= MATERIAL SUPPLIED =
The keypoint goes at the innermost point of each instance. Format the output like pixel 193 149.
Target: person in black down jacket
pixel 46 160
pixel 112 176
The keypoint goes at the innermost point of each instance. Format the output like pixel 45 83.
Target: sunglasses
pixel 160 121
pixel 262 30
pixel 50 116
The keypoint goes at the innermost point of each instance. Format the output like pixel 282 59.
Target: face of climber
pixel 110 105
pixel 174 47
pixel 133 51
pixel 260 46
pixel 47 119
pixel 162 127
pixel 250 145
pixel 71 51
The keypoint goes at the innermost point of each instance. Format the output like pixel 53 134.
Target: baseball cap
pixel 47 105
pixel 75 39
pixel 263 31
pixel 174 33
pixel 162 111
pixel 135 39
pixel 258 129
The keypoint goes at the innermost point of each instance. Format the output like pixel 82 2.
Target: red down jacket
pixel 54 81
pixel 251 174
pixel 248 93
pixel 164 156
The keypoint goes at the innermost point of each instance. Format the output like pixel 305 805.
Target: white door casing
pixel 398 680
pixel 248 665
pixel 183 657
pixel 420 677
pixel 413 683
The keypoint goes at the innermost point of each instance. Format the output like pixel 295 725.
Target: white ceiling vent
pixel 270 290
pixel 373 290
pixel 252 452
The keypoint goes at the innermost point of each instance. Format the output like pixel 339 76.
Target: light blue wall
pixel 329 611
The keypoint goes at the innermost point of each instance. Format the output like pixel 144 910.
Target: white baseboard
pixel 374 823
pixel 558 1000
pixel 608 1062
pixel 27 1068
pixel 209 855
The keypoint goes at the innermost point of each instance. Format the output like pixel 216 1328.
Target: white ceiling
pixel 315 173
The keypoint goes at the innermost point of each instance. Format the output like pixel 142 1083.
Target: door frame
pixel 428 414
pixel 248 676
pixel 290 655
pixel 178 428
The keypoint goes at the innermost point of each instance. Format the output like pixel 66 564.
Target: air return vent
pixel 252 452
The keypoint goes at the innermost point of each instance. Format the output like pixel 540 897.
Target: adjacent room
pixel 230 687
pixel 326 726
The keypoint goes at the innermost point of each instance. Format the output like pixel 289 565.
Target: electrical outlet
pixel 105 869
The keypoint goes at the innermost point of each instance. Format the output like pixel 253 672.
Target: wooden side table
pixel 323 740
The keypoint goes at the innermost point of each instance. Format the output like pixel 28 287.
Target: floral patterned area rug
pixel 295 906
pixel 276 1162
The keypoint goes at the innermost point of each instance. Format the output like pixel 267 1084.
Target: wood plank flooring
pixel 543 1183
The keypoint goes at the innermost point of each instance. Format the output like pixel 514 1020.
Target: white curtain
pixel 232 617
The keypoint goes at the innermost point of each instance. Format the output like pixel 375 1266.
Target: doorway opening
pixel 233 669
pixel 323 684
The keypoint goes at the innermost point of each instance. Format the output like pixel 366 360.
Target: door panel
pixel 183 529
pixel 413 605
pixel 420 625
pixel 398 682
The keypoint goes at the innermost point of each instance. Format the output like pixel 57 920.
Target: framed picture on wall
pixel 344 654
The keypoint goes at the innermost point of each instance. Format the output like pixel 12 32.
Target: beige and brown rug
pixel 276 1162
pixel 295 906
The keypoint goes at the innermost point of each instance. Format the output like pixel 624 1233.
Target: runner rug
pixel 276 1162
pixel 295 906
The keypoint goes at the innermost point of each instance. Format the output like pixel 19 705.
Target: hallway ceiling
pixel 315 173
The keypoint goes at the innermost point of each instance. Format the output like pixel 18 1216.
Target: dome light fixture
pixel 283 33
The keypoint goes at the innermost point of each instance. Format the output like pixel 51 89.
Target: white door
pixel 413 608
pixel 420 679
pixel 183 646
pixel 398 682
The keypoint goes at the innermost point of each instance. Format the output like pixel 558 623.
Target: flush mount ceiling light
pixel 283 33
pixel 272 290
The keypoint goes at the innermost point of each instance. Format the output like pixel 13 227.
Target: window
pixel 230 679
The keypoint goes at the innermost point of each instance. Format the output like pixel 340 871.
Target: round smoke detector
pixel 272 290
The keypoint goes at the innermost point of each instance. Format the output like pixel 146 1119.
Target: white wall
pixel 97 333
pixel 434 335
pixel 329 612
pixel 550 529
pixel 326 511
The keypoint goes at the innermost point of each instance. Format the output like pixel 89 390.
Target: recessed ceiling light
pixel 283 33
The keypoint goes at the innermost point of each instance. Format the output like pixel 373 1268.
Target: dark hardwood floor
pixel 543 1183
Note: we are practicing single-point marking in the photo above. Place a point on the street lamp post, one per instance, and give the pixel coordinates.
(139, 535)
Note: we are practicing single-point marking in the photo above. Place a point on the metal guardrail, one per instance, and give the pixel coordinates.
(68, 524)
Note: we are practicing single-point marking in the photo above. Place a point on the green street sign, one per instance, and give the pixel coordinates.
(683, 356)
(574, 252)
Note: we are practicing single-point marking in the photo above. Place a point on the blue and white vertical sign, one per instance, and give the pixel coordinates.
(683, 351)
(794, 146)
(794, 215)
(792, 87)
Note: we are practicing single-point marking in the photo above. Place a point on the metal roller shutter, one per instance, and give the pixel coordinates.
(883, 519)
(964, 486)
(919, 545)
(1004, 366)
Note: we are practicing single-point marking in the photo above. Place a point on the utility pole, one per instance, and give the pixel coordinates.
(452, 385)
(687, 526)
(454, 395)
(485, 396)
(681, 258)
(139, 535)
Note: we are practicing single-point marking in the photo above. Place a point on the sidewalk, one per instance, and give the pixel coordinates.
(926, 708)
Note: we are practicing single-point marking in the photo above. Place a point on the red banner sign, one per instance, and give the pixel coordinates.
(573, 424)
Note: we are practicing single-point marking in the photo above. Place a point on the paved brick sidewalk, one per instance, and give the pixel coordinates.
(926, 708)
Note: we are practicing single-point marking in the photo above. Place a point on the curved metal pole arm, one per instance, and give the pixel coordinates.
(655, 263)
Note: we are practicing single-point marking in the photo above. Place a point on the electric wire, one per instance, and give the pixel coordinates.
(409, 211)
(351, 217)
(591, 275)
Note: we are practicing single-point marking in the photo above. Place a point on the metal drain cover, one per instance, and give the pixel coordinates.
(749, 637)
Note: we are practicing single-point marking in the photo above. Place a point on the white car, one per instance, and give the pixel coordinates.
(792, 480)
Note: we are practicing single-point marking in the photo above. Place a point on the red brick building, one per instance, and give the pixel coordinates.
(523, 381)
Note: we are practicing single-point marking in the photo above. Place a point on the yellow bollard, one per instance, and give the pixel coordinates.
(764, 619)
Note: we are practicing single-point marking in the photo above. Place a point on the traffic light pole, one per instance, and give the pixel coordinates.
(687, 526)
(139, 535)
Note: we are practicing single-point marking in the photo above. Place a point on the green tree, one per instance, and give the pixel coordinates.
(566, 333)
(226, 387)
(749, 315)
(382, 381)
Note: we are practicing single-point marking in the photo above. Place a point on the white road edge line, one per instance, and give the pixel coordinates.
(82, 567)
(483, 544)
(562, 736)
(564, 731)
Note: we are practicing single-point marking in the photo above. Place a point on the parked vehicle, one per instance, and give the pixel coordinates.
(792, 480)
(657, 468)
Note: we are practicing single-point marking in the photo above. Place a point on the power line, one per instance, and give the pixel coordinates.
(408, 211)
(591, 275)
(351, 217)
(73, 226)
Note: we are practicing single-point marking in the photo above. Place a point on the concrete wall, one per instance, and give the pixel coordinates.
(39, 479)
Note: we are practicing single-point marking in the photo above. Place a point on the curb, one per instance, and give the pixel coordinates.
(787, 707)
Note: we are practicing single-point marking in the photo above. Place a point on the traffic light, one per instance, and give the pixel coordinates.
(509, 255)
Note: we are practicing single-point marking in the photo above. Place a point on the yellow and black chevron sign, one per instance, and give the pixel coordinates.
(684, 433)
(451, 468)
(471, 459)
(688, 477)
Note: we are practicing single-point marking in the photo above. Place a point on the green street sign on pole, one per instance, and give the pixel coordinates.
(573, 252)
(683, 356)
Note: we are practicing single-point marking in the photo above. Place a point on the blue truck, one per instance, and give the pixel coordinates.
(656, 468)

= WHAT IS EXPECTED =
In the entries above, find the line holding "pixel 289 565." and the line holding "pixel 19 705."; print both of them and every line between, exactly, and nothing else.

= PROBLEM SOLUTION =
The keypoint goes at the innermost point of each instance. Format the output like pixel 289 565.
Target: electrical outlet
pixel 105 869
The keypoint goes at the innermost point of each instance. Format the output like pixel 253 672.
Target: wooden side table
pixel 323 740
The keypoint goes at the innermost point of each instance. Format the output like pixel 28 287.
Target: floral patterned area rug
pixel 295 906
pixel 276 1162
The keypoint goes at the innermost point of each instance. Format the output like pixel 267 1084.
Target: wood plank flooring
pixel 543 1183
The keypoint goes at the innermost point of each instance. Format the output like pixel 514 1020.
Target: white curtain
pixel 232 617
The keypoint goes at the innermost point of each instance. Format the output like pixel 375 1266.
Target: doorway opening
pixel 233 669
pixel 323 684
The keypoint goes at the innermost point of each instance. Format the output like pixel 366 360.
Target: door panel
pixel 183 529
pixel 413 605
pixel 420 625
pixel 398 682
The keypoint goes at the innermost point of each instance. Format the output like pixel 57 920.
Target: framed picture on wall
pixel 344 654
The keypoint goes at the innermost point of each instance. Format the output like pixel 12 32.
Target: beige and brown rug
pixel 276 1162
pixel 295 906
The keypoint goes at the innermost point of each instance. Format the output like pixel 624 1233.
Target: runner rug
pixel 276 1162
pixel 295 906
The keypoint goes at the innermost point of each instance. Format the output like pixel 19 705.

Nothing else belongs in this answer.